§ AIM: Rewrite only the lines of the items starting at the line that contains "point: white plastic" and ending at the last line, requests included. Add 53 to every coordinate in the answers.

►

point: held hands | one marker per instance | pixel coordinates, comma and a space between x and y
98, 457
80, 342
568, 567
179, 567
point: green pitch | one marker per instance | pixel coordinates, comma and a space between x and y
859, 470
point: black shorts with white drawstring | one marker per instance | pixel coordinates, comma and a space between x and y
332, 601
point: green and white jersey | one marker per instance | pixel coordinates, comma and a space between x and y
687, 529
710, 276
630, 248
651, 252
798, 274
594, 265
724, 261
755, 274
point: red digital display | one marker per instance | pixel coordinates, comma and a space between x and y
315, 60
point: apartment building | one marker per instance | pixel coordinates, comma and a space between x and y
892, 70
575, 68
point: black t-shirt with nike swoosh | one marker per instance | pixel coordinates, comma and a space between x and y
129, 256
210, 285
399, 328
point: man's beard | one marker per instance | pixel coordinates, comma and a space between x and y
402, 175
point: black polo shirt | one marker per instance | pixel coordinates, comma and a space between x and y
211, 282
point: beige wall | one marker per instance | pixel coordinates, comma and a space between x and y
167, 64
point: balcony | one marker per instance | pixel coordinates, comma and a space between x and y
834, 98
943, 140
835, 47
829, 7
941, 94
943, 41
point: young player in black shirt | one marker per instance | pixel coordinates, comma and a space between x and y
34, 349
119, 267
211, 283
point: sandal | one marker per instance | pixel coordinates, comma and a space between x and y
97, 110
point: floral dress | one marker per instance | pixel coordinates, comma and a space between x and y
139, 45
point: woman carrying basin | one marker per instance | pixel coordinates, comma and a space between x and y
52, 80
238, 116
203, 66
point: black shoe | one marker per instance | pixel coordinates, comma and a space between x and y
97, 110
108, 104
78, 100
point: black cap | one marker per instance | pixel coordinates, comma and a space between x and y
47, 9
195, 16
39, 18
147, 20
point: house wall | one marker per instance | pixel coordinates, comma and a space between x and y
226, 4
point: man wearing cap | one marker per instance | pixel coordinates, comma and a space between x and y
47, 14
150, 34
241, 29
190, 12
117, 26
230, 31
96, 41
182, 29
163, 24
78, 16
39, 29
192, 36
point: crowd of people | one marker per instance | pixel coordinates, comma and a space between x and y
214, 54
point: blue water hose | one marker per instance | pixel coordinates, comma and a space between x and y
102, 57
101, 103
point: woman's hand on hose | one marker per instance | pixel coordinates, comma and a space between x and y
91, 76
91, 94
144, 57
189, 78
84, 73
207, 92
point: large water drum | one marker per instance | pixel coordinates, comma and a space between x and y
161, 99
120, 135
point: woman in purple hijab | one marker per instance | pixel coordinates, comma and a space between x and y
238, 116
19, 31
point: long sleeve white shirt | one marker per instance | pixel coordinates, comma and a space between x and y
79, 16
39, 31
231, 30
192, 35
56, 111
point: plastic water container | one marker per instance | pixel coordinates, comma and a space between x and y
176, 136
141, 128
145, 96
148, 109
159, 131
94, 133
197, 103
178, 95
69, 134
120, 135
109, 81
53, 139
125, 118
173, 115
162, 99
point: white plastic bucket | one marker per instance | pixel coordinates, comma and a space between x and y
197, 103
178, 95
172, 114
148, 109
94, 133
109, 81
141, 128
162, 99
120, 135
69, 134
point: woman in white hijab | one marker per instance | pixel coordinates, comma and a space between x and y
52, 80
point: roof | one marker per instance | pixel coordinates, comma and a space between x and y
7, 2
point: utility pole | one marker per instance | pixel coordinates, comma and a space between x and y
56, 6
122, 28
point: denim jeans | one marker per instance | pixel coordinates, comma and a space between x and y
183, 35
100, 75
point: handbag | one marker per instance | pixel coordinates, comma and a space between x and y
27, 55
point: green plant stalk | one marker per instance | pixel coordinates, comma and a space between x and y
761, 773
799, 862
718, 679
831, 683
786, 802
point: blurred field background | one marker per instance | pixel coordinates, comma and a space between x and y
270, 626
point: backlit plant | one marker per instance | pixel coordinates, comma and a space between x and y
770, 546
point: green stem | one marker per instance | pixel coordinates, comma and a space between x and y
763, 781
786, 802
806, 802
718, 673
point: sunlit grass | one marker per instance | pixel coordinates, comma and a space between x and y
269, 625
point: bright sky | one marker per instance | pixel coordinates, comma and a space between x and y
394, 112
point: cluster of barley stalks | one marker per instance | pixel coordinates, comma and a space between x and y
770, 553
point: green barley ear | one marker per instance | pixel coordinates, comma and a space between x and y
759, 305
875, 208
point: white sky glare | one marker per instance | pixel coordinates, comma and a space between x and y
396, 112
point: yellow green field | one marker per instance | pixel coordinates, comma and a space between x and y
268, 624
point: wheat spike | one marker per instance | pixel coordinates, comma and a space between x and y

◄

§ TASK OUTPUT:
point: white plastic bucket | one marker per instance | pixel coordinates, comma and a space between x and y
250, 156
231, 148
225, 167
201, 162
147, 186
162, 134
194, 181
215, 152
173, 188
122, 187
point: woman in white hijab | one marker per instance | pixel coordinates, comma and a space between x and y
105, 133
point: roof | one marker per instance | pixel coordinates, comma and a space between x and y
60, 55
point: utility pole | one marker per instance | pixel coordinates, comma and a space between x and y
109, 59
175, 81
point: denim jeans | one marker per instance | pixel coordinates, comma and a space between x and y
236, 88
153, 128
point: handbag | one marker per instance | pixel coordinates, comma and a space between x and y
80, 108
point: green plant stalk | one marker per instance | pixel coordinates, comma and a space between x and y
814, 826
852, 915
771, 732
884, 736
839, 855
point: blurred field background | one marker per instance | pixel coordinates, comma and a space between x and y
323, 679
point: backlit plant | one marker per instance | pixel coordinates, comma and a space between x and y
823, 599
point: green stem | one marker per instance | pixel coordinates, comma and a space between x and y
816, 834
839, 855
859, 855
771, 726
point: sunlit grass | one marker per instance | pixel coordinates, comma and a space between x and y
322, 678
point: bright sky | one marker per instance | pixel coordinates, comma and a space between x and y
447, 165
point: cluster of barley stalks | one marker per instance | pixel coordinates, comma and a space between x and y
823, 606
point: green barley ear | one marker per instance | pixel coordinates, comma and a space between x and y
812, 358
928, 261
point: white sky glare | one marker per instance | pixel coordinates, comma and a space between x and y
449, 165
point: yellow green field | one marker per instance | pixel coordinates, comma and a space between x and y
321, 677
point: wheat spike | one marker per instance | pixel coordinates, comma and a space between x and y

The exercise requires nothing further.